=== Given request ===
Your output is the line containing "Place a marker on the brown" plus all lines after it to the end of the records, reproduced exactly, with nothing else.

Stored data entries:

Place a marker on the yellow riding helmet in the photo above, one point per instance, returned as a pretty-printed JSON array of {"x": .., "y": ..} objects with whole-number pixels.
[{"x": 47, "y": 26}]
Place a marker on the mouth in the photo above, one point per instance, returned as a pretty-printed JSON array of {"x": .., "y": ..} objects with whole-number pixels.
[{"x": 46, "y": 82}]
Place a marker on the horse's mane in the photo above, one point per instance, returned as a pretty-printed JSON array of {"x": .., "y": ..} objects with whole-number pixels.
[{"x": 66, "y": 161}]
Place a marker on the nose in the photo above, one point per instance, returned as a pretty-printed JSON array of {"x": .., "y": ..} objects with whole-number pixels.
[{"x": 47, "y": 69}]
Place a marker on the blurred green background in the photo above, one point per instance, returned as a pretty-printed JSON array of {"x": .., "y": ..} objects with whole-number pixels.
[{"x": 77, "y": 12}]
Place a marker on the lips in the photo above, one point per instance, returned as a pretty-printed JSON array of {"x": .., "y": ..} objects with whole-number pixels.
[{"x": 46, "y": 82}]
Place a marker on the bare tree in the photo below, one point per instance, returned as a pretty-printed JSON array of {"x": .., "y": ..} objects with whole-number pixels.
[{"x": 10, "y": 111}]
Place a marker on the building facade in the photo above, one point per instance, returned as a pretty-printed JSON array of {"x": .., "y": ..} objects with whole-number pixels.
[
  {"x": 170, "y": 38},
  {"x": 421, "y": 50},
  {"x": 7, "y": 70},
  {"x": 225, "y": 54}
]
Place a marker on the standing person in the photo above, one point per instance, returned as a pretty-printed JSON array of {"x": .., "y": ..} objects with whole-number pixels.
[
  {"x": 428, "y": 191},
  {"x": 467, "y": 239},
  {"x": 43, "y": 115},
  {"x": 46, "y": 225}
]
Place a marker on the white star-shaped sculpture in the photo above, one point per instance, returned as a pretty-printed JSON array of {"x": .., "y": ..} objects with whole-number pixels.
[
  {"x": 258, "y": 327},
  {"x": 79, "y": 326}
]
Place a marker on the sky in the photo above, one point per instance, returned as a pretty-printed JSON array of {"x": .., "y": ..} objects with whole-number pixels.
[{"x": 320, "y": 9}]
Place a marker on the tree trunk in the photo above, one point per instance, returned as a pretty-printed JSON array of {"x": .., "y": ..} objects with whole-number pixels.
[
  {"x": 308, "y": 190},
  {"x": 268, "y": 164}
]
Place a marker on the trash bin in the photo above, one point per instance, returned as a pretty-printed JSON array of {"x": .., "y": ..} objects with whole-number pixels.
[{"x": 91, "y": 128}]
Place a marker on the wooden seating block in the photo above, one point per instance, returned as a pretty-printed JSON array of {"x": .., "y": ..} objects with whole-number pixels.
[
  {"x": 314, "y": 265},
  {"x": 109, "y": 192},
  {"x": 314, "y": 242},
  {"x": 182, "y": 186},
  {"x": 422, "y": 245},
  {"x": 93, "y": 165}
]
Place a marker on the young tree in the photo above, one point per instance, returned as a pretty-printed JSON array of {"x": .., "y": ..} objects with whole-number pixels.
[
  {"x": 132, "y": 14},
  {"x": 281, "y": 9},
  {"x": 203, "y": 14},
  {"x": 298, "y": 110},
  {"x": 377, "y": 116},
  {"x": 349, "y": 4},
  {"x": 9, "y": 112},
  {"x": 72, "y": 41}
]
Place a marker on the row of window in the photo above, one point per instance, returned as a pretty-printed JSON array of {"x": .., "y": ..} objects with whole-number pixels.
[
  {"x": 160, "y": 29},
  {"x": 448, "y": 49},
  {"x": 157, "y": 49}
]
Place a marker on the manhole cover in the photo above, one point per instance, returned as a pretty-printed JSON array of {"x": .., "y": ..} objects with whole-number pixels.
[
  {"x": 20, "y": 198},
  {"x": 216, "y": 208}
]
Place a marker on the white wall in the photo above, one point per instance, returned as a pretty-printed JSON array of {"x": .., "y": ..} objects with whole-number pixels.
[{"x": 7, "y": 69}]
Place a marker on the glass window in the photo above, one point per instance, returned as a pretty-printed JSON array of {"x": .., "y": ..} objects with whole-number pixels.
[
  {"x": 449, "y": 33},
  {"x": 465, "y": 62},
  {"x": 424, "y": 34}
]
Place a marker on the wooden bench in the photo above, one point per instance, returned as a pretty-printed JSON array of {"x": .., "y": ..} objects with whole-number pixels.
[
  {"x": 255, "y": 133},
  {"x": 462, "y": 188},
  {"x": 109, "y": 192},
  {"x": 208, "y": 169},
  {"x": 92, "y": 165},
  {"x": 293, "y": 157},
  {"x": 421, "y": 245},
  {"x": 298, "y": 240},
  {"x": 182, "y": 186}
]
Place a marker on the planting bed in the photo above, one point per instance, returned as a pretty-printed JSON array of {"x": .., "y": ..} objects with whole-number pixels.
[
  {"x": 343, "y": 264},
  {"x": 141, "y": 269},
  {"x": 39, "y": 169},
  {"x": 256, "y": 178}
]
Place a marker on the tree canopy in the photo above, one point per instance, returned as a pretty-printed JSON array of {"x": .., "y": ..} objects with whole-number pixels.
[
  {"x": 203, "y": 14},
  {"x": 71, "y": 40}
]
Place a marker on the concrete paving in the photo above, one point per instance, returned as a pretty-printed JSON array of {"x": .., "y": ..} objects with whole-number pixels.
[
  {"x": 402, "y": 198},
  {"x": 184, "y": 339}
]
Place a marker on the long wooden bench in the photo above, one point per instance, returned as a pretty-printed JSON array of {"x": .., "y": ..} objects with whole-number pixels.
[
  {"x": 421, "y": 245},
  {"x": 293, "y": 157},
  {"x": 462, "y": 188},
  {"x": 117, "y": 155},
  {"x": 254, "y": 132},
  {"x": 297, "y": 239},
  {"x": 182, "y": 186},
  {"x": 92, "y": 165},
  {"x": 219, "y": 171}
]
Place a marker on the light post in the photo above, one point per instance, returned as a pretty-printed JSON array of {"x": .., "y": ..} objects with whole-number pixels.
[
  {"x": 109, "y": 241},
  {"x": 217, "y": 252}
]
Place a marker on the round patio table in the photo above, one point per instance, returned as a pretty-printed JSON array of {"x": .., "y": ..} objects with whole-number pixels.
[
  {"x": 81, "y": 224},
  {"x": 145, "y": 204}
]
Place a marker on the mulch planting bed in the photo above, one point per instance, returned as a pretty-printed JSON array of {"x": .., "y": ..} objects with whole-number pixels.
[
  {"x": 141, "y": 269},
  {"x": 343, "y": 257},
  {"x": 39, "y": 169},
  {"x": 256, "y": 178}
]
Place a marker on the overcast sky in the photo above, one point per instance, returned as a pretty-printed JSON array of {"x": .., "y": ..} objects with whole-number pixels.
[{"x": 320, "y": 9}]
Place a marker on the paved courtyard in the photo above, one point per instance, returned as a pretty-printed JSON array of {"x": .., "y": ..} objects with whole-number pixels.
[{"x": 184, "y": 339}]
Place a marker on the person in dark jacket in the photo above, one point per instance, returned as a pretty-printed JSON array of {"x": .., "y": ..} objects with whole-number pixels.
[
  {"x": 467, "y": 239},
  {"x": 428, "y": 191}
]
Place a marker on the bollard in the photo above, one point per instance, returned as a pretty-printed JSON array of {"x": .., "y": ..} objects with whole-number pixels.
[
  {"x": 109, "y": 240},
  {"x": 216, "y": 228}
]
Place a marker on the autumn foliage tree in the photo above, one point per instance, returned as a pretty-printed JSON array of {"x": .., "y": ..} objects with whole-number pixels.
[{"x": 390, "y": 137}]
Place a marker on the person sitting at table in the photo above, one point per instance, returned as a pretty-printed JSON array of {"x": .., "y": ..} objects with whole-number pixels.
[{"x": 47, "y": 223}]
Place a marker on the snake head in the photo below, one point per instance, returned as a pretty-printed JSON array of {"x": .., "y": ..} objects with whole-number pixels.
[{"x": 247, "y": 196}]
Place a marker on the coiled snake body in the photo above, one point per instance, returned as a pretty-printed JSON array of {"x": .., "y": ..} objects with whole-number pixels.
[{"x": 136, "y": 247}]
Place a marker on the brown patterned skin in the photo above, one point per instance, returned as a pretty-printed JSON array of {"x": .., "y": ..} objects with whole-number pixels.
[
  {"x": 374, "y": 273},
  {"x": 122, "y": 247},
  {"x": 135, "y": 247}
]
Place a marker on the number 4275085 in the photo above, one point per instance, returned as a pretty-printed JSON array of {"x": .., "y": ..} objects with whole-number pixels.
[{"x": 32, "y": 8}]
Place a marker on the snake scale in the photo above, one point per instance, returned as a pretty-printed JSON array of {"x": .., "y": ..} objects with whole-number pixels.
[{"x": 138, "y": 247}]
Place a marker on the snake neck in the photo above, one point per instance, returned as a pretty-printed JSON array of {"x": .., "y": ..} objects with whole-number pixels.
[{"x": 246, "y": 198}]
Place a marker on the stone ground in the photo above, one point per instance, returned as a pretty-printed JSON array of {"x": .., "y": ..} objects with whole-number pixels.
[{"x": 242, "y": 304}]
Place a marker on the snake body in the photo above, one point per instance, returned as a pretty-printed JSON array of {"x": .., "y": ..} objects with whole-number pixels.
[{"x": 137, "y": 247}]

=== Complete answer ===
Place a marker on the brown patterned skin in the photo above, one point per instance, returned as a pretty-printed JSON array of {"x": .., "y": ..} objects with whole-number pixels.
[
  {"x": 374, "y": 273},
  {"x": 122, "y": 247},
  {"x": 135, "y": 247}
]
Place a marker on the number 4275085 in the photo above, one point per instance, returned as a pretty-printed JSON array of {"x": .., "y": ..} objects with whole-number pixels.
[{"x": 32, "y": 8}]
Place a marker on the snake scale in the photo above, one point per instance, returned as a pretty-printed JSON array of {"x": .., "y": ..} objects with whole-number pixels.
[{"x": 138, "y": 247}]
Place a marker on the snake neck in the photo above, one point per instance, returned as a pretty-printed JSON array of {"x": .., "y": ..} objects with whole-number pixels.
[{"x": 246, "y": 198}]
Place a marker on the stone ground in the photo above, one point per instance, returned as a pretty-printed JSON array of {"x": .., "y": ..} objects with whole-number pixels.
[{"x": 242, "y": 304}]
Place a marker on the snake body in the photo above, one point per instance, returned as a pretty-printed JSON array of {"x": .., "y": ..} objects with whole-number pixels.
[{"x": 137, "y": 247}]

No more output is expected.